Saved entries:
"""

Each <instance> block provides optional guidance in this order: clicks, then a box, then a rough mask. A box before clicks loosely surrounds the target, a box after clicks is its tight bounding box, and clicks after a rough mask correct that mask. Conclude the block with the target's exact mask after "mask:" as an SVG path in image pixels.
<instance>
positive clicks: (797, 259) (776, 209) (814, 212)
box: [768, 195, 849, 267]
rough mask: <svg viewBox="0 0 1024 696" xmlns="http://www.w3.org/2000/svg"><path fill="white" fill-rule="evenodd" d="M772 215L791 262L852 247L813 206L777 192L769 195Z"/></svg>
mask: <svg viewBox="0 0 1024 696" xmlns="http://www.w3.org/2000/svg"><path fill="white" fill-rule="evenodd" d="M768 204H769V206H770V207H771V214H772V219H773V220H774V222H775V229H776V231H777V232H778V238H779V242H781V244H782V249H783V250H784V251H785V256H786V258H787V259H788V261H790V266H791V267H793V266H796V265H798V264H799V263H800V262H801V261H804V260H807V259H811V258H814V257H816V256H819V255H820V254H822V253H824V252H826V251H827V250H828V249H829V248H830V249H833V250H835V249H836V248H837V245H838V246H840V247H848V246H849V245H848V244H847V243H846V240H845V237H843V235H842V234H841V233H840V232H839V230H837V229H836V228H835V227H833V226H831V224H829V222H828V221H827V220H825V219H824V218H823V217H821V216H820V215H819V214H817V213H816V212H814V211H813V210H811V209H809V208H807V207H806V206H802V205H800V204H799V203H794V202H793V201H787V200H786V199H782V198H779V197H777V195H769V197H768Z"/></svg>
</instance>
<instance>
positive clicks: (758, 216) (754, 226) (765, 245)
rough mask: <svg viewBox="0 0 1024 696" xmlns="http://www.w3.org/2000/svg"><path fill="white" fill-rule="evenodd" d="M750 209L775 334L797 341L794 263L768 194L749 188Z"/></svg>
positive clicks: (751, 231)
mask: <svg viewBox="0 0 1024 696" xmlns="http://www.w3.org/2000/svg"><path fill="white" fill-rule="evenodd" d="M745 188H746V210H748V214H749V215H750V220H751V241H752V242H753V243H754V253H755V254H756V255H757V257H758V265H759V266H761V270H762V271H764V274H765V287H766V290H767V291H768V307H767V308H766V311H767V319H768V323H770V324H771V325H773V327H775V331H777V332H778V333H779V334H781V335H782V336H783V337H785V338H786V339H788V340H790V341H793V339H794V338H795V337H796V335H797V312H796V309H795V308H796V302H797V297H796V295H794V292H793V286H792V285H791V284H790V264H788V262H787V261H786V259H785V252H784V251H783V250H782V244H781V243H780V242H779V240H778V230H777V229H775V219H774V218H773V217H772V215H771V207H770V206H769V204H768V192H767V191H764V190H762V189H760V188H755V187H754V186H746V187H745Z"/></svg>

"""

■ PROBLEM STATEMENT
Copy the saved entries above word for word, keeping every line of each one unchanged.

■ FINISHED TASK
Each <instance> block provides optional guidance in this order: clicks, then a box, then a rough mask. A box before clicks loosely surrounds the target, a box after clicks is its tight bounding box, and clicks after a rough mask correct that mask. Conclude the block with the target's exact mask after "mask:" as an SVG path in image pixels.
<instance>
positive clicks: (797, 259) (776, 209) (814, 212)
box: [768, 195, 849, 267]
rough mask: <svg viewBox="0 0 1024 696" xmlns="http://www.w3.org/2000/svg"><path fill="white" fill-rule="evenodd" d="M772 215L791 262L852 247L813 206L777 192L769 195Z"/></svg>
mask: <svg viewBox="0 0 1024 696" xmlns="http://www.w3.org/2000/svg"><path fill="white" fill-rule="evenodd" d="M768 204H769V206H770V207H771V214H772V219H773V220H774V222H775V229H776V231H777V232H778V238H779V242H781V244H782V249H783V250H784V251H785V256H786V258H787V259H788V261H790V266H791V267H793V266H796V265H798V264H799V263H800V262H801V261H804V260H807V259H811V258H814V257H816V256H819V255H820V254H822V253H824V252H826V251H827V250H828V249H829V248H830V249H833V250H835V249H836V248H837V245H838V246H840V247H848V246H849V245H848V244H847V243H846V240H845V237H843V235H842V234H841V233H840V232H839V230H837V229H836V228H835V227H833V226H831V224H829V222H828V221H827V220H825V219H824V218H823V217H821V216H820V215H819V214H817V213H816V212H814V211H813V210H811V209H809V208H807V207H806V206H802V205H800V204H799V203H794V202H793V201H787V200H786V199H782V198H779V197H777V195H769V197H768Z"/></svg>
</instance>
<instance>
positive clicks: (758, 216) (754, 226) (765, 245)
rough mask: <svg viewBox="0 0 1024 696" xmlns="http://www.w3.org/2000/svg"><path fill="white" fill-rule="evenodd" d="M750 209L775 334L797 341L794 263L768 194L749 188Z"/></svg>
positive clicks: (751, 231)
mask: <svg viewBox="0 0 1024 696" xmlns="http://www.w3.org/2000/svg"><path fill="white" fill-rule="evenodd" d="M745 188H746V210H748V214H749V215H750V220H751V241H752V242H753V243H754V253H755V254H756V255H757V257H758V265H759V266H761V270H762V271H764V274H765V287H766V290H767V291H768V307H767V308H766V311H767V319H768V323H770V324H771V325H773V327H775V331H777V332H778V333H779V334H781V335H782V336H783V337H785V338H786V339H788V340H790V341H793V339H794V338H795V337H796V335H797V312H796V309H795V308H796V302H797V297H796V295H794V292H793V286H792V285H791V284H790V264H788V262H787V261H786V259H785V252H784V251H783V250H782V244H781V243H780V242H779V240H778V230H777V229H775V219H774V218H773V217H772V215H771V207H770V206H769V204H768V192H767V191H764V190H762V189H760V188H755V187H754V186H746V187H745Z"/></svg>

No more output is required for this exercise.